## TASK PROMPT
Can you retype the Burmese chicken curry post below in full, keeping every word and punctuation mark unchanged?

## READING TEXT
* BEGIN *
Burmese Chicken Curry | Kye Thar Hin

Kye Thar Hin, according to my Curry recipe book is a curry that is very popular all over the Myanmar region. Although it is an authentic Burmese chicken curry, it is not made with coconut milk or yoghurt, but with tomatoes.

Nothing can describe the excitement I felt this morning when I saw an email in my inbox titled Congratulations! I have made it through to Round 2 of Project Food Blog. The theme for this challenge is The Classics. The prompt from the judges: Ready to tackle a classic dish from another culture? Pick an ethnic classic that is outside your comfort zone or are not as familiar with. You should include how you arrived at this decision in your post. Do your research then try to pull off successfully creating this challenge. Try to keep the dish as authentic as the real deal, and document your experience through a compelling post.

The dish I am entering for round 2 is a Burmese Chicken Curry. I had already set myself a task to cook one recipe from each region represented in my Curry recipe book. The next region on my list that I had to tackle was Myanmar. Now, coming from South Africa, this is a cuisine I have never experienced before. South African heritage is rich in curries – the Durban curry which comes from the Indians that settled there to work in the sugar cane fields, and the Cape Malay curry – a completely different blend of tastes and flavours. However, my heritage is European. My family come from Germany, Austria and Romania and curries were not a regular taste experience while I was growing up. If I ate a curry it was always so hot that I could not eat more than a couple of bites. As my cooking repertoire grew, I made plenty of Thai curries, but then Dave asked for an Indian curry, and I had to get myself a recipe book to learn more. This book was borrowed on a non-returnable basis, by a friend, and so, a new book had to be found. My Curry book covers all sorts of curries, and provides information on the ingredients used that are unique to each region.
* END *
## GIVEN INFORMATION
* BEGIN *
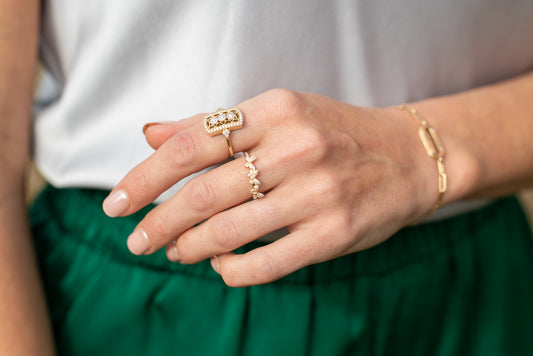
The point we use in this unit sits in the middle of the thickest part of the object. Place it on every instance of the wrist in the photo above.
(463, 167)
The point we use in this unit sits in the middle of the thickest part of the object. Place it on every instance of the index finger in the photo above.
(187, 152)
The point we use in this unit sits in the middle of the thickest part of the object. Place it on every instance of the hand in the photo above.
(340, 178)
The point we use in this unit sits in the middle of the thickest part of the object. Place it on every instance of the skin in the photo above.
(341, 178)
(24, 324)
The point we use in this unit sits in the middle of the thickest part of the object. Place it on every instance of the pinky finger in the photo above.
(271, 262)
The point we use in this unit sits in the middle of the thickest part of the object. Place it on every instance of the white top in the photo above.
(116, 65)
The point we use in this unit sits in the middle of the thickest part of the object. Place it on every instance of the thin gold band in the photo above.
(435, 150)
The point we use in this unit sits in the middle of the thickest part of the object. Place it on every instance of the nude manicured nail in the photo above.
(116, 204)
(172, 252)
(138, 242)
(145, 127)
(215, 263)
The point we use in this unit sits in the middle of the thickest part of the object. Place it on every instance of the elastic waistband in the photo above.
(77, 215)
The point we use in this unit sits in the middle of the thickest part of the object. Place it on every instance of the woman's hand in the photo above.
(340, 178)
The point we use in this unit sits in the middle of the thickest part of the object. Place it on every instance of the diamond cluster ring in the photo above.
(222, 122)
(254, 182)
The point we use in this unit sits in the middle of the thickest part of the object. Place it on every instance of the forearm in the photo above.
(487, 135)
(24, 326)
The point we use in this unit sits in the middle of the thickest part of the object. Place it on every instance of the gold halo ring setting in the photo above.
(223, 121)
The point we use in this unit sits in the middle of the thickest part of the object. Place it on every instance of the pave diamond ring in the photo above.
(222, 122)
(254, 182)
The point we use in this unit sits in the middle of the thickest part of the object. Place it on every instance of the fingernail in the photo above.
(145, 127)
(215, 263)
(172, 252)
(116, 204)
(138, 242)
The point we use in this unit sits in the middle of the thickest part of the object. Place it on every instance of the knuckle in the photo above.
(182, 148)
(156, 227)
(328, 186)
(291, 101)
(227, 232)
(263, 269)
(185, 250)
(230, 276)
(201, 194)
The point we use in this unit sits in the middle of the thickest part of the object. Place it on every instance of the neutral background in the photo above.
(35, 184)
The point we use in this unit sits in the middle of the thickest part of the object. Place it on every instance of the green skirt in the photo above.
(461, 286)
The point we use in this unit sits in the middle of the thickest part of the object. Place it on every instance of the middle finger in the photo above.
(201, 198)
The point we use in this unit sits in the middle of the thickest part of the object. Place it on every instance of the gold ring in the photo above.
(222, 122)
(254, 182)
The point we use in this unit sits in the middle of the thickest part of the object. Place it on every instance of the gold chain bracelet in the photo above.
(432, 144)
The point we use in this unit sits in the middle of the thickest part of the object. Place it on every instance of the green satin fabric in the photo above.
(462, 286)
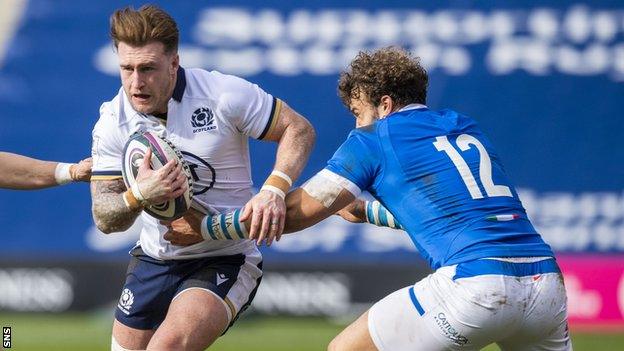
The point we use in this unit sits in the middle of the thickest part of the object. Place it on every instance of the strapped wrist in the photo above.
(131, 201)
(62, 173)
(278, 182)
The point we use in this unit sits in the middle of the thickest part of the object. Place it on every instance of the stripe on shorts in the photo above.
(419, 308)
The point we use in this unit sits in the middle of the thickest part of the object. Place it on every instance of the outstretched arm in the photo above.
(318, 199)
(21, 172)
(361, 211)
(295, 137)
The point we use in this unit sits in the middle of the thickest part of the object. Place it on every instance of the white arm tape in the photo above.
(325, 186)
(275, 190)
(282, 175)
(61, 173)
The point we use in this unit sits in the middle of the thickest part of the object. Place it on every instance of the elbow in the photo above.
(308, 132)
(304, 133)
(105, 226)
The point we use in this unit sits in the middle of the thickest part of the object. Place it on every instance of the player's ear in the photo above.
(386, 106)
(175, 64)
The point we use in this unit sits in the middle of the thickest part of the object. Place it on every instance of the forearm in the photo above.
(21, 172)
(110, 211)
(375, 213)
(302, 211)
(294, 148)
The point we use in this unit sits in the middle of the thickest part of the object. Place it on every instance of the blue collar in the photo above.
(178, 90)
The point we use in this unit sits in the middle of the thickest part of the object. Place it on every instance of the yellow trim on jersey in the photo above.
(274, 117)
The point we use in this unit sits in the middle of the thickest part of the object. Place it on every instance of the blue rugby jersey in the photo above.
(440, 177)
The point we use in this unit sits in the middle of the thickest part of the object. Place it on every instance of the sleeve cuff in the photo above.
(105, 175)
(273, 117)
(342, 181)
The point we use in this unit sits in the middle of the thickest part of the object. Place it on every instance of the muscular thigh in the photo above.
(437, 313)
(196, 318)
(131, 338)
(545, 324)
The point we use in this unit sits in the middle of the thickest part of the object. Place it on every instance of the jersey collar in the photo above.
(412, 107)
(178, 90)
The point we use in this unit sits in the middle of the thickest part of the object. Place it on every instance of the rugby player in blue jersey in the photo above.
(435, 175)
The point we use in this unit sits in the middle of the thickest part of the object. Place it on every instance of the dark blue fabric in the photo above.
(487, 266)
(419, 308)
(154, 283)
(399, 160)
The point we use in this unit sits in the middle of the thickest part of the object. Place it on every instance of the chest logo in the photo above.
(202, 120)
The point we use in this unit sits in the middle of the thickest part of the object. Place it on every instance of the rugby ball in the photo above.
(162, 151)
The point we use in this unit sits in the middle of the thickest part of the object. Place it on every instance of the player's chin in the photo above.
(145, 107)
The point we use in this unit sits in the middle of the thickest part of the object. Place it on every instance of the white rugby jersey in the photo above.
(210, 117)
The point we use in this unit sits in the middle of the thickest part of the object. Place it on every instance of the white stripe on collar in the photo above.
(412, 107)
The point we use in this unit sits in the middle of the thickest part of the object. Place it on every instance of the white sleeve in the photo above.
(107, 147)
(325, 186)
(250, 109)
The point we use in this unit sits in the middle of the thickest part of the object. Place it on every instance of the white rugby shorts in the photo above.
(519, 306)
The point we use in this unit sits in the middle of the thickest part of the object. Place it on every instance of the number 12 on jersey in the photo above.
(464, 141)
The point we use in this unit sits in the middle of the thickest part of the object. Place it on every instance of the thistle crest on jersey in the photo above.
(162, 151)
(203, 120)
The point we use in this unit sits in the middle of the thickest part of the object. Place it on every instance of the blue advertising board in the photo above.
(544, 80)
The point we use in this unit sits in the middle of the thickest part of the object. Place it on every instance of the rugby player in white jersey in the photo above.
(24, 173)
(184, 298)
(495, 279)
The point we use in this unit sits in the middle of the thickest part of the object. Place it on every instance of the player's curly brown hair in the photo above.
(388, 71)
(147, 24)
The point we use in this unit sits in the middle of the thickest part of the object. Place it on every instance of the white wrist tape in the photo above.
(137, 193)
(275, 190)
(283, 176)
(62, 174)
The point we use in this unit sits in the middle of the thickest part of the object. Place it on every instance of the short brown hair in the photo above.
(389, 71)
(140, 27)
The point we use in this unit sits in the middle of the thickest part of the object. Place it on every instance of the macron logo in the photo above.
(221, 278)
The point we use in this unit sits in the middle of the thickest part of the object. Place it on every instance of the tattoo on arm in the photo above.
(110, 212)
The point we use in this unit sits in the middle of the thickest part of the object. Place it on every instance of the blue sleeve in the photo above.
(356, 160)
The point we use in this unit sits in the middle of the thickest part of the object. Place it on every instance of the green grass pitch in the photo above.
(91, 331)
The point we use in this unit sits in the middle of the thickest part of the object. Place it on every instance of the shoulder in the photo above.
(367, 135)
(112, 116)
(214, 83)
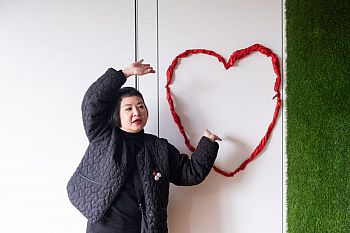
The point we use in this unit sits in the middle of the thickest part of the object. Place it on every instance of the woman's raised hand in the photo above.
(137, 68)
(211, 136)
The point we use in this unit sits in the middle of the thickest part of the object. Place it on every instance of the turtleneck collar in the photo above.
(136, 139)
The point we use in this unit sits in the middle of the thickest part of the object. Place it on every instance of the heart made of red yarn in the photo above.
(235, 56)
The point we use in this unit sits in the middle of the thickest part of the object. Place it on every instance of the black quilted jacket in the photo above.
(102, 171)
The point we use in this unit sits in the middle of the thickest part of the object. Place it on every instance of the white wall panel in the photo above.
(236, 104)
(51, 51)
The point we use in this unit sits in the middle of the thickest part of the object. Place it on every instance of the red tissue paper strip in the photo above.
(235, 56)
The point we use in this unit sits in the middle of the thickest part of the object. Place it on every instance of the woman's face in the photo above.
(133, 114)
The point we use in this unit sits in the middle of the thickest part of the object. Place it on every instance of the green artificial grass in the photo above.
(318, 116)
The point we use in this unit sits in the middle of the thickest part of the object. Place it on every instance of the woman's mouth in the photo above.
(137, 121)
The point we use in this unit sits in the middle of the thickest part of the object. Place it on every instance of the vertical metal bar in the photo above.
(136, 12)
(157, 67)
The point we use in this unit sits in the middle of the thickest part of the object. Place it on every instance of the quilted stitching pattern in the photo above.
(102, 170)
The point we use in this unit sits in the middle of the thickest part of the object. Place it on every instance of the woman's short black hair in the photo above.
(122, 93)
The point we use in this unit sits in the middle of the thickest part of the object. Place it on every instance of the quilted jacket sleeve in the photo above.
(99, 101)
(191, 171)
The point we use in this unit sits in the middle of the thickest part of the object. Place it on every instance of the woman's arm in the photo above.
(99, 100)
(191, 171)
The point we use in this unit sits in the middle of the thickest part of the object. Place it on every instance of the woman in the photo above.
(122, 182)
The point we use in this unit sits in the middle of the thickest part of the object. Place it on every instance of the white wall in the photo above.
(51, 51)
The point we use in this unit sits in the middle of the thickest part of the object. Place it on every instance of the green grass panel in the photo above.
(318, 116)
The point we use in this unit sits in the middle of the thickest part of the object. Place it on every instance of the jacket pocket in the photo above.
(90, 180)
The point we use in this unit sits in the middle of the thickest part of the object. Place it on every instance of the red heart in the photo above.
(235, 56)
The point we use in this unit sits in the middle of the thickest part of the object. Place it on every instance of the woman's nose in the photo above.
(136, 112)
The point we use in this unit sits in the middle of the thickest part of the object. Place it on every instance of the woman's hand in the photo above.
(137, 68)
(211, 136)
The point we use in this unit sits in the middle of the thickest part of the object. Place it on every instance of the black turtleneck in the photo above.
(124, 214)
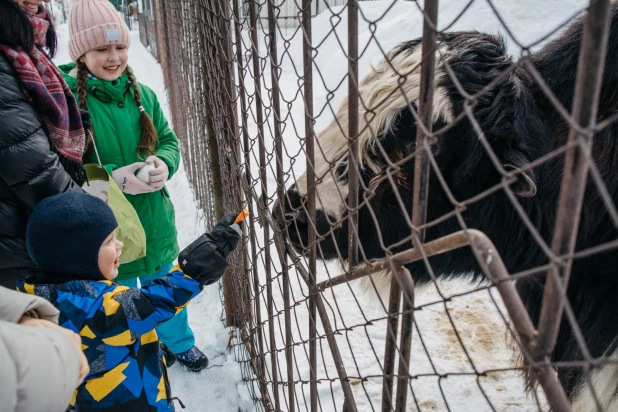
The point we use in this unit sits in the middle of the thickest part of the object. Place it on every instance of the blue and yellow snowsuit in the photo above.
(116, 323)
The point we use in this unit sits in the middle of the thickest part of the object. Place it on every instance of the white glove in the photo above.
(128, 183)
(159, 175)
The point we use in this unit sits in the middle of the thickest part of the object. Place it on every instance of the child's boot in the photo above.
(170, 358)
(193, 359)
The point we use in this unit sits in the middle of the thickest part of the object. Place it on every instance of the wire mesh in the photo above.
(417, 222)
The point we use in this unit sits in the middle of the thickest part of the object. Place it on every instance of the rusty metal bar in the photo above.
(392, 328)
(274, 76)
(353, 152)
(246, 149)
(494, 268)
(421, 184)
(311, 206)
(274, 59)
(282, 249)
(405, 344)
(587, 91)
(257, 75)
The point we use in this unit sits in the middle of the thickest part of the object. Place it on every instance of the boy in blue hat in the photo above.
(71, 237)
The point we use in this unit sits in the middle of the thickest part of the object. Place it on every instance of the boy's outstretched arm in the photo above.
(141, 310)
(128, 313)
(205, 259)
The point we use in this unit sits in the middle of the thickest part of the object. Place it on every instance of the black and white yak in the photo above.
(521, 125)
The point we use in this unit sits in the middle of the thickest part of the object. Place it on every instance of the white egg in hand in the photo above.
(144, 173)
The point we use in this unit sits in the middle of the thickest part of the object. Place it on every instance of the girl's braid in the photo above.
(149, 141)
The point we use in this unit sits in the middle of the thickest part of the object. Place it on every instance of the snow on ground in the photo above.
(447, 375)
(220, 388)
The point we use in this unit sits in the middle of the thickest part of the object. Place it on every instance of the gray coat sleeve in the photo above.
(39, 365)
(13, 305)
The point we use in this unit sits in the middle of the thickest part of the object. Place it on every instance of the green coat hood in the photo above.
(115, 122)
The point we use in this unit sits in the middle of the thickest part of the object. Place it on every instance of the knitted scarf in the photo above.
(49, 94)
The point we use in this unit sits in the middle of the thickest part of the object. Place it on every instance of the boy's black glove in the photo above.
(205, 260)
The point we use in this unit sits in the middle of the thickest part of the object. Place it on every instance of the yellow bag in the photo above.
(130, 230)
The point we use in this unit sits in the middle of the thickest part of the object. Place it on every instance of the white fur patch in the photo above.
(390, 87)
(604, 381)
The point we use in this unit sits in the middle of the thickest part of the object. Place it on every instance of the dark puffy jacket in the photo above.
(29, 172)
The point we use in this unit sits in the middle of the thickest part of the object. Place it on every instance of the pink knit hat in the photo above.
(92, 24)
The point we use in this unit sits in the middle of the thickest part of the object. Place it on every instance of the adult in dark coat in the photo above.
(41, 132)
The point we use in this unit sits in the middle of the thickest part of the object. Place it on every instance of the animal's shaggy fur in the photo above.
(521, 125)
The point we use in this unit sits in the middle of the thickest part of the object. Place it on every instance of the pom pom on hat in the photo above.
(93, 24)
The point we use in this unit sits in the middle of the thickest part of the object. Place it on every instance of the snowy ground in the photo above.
* END *
## SOLUTION FOR THIS TASK
Burmese Chicken Curry | Kye Thar Hin

Kye Thar Hin, according to my Curry recipe book is a curry that is very popular all over the Myanmar region. Although it is an authentic Burmese chicken curry, it is not made with coconut milk or yoghurt, but with tomatoes.

Nothing can describe the excitement I felt this morning when I saw an email in my inbox titled Congratulations! I have made it through to Round 2 of Project Food Blog. The theme for this challenge is The Classics. The prompt from the judges: Ready to tackle a classic dish from another culture? Pick an ethnic classic that is outside your comfort zone or are not as familiar with. You should include how you arrived at this decision in your post. Do your research then try to pull off successfully creating this challenge. Try to keep the dish as authentic as the real deal, and document your experience through a compelling post.

The dish I am entering for round 2 is a Burmese Chicken Curry. I had already set myself a task to cook one recipe from each region represented in my Curry recipe book. The next region on my list that I had to tackle was Myanmar. Now, coming from South Africa, this is a cuisine I have never experienced before. South African heritage is rich in curries – the Durban curry which comes from the Indians that settled there to work in the sugar cane fields, and the Cape Malay curry – a completely different blend of tastes and flavours. However, my heritage is European. My family come from Germany, Austria and Romania and curries were not a regular taste experience while I was growing up. If I ate a curry it was always so hot that I could not eat more than a couple of bites. As my cooking repertoire grew, I made plenty of Thai curries, but then Dave asked for an Indian curry, and I had to get myself a recipe book to learn more. This book was borrowed on a non-returnable basis, by a friend, and so, a new book had to be found. My Curry book covers all sorts of curries, and provides information on the ingredients used that are unique to each region.